WRITTEN INSTRUCTION: Print exactly the lines from the one containing "Each instance of the green tree" through the last line of the listing, both included.

DATA SECTION:
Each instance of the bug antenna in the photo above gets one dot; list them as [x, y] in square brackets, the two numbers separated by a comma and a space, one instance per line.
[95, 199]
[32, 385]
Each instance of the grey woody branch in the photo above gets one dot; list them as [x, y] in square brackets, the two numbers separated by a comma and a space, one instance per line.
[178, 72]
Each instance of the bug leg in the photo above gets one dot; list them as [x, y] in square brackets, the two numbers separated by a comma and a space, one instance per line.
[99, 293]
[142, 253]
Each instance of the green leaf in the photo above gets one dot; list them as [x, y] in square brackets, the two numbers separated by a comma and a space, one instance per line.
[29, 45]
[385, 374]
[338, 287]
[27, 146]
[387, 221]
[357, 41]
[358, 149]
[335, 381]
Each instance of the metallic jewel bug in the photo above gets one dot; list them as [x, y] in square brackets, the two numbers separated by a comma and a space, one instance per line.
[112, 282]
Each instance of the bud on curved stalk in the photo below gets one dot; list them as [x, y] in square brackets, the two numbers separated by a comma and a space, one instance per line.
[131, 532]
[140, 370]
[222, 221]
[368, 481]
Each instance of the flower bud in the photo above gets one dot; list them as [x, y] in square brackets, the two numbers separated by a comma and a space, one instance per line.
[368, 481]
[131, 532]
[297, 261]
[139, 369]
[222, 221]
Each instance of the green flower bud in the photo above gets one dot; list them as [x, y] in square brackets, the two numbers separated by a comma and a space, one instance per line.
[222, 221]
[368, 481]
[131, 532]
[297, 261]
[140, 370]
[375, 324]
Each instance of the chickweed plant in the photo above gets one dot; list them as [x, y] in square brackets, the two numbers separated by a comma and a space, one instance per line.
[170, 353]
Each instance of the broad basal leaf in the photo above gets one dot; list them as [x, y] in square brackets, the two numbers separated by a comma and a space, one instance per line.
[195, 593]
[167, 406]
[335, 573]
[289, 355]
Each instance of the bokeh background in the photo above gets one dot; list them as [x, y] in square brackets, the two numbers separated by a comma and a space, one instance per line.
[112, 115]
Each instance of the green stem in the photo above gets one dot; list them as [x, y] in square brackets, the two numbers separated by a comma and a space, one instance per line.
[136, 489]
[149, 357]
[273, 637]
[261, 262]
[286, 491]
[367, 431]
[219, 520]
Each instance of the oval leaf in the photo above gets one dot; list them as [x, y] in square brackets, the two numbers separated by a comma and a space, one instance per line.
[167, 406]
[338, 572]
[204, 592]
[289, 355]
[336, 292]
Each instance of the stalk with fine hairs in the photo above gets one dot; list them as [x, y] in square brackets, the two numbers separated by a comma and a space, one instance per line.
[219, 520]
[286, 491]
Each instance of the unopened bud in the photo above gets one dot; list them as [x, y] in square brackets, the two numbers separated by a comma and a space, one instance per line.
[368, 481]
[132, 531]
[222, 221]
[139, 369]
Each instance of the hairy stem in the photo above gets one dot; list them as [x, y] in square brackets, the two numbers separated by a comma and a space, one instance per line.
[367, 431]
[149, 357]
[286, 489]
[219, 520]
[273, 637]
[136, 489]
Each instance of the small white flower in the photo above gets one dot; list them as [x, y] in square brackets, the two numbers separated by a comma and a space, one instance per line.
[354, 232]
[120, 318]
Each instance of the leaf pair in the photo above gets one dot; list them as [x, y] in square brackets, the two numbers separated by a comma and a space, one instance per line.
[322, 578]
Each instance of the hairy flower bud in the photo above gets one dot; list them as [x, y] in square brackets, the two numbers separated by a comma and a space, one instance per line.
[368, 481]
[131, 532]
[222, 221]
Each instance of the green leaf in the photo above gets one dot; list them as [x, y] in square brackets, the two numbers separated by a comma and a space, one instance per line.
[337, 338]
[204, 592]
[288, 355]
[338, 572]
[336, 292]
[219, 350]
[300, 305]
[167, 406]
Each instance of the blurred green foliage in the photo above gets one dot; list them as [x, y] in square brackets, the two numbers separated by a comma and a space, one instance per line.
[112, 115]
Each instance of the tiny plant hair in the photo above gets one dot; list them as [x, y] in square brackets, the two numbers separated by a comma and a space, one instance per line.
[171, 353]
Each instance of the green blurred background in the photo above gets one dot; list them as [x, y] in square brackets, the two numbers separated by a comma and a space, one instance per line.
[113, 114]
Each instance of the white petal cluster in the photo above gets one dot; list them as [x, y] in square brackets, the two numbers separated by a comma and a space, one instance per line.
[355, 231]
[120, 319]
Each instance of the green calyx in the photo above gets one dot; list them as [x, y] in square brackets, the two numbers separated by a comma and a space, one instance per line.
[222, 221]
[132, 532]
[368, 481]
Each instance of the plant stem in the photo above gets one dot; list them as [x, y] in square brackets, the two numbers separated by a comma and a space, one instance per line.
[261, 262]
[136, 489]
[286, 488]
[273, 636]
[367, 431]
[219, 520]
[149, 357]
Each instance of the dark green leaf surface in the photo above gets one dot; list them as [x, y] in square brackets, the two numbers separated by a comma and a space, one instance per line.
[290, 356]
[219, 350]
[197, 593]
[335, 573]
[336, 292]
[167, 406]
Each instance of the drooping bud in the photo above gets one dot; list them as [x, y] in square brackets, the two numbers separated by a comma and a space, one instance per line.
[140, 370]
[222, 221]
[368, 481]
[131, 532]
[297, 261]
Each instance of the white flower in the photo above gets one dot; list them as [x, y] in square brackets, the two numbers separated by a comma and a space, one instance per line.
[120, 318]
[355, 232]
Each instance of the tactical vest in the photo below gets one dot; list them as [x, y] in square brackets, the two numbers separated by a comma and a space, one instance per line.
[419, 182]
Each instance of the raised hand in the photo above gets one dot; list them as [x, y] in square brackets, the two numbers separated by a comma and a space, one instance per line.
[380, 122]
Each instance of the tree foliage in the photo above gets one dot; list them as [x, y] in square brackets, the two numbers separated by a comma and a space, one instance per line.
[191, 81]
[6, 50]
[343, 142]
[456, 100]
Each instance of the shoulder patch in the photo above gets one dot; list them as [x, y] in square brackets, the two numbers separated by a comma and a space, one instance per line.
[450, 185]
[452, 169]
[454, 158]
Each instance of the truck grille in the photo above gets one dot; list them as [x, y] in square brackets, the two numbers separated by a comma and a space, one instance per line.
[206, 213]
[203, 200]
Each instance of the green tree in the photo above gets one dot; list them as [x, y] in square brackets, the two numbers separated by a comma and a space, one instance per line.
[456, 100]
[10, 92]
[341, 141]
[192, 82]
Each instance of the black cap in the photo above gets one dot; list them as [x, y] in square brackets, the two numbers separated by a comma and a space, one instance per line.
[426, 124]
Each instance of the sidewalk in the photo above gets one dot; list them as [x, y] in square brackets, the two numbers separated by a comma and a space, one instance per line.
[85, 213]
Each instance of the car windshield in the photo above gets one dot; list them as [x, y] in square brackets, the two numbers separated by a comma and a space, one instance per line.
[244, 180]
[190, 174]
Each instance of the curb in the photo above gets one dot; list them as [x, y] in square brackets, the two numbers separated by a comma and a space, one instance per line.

RESULT OF THE EXERCISE:
Each instance of the green tree in the photo above gets one dot; list them as [x, y] in square brackets, the two numbers separated by a comma and a space, one instance per line.
[456, 100]
[10, 92]
[341, 141]
[192, 82]
Each instance of the black cap in the photo above gets one dot; list them as [x, y] in square brackets, the two numbers separated by a comma and a space, one instance per line.
[426, 124]
Each instance of the sidewalk in the photo above gets one dot; list them as [x, y] in square brackets, the two numbers separated by a comma and a space, one instance per line.
[85, 213]
Each instance of the car windshield in the photo above gets one dot; list them as [x, y] in square brackets, the two numbers separated by a comma and a space, one instance per line.
[244, 180]
[190, 174]
Each instance of the curb in the photo above gets one dot; list them as [x, y] in square brackets, the two numbers separated by a comma and a space, one instance per line.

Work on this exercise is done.